_Text passage_.
+ + + + +
Re: [sqlite] Huge RAM usage when sqlite is started from another thread

2018-07-13 Thread Martin Vystrčil
Yes, I can see that SQLite is doing just small allocations using memory
methods.

I also tried to limit the size of database using following two methods

 rc = sqlite3_config(SQLITE_CONFIG_HEAP, buffer, 500, 64);
if(rc != SQLITE_OK)
{
printf("Failed to set custom heap memory\n");
}

rc = sqlite3_soft_heap_limit64(100);
printf("Prev: %d\n", rc);

When I use both of them as in this example, I get usage of DB of around
22MB, what is not so bad.
Using of small heap (array in my case) should be fine for my application,
as it is going to use just small databases (1 - 3MB).

What do you think about this technique ? I think, it could be very
dangerous when size of database grows, but that should not happen.
Thank you and Regards,
Martin

2018-07-13 20:58 GMT+02:00 Richard Hipp :

> On 7/13/18, Martin Vystrčil  wrote:
> >
> > But still, I would like to solve this somehow, could you please suggest
> me
> > some point, where to start ? Are there any possible compilation options,
> to
> > limit this allocation ?
+ + + + +
_Data shown_.

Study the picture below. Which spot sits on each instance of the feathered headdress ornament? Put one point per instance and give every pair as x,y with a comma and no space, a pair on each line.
+ + + + +
_Exercise_.
From the code in the SQLite mailing-list post, list every distinct identifier that begins with "sqlite3_" or "SQLITE_".

_Reply to the exercise_.
sqlite3_config
SQLITE_CONFIG_HEAP
SQLITE_OK
sqlite3_soft_heap_limit64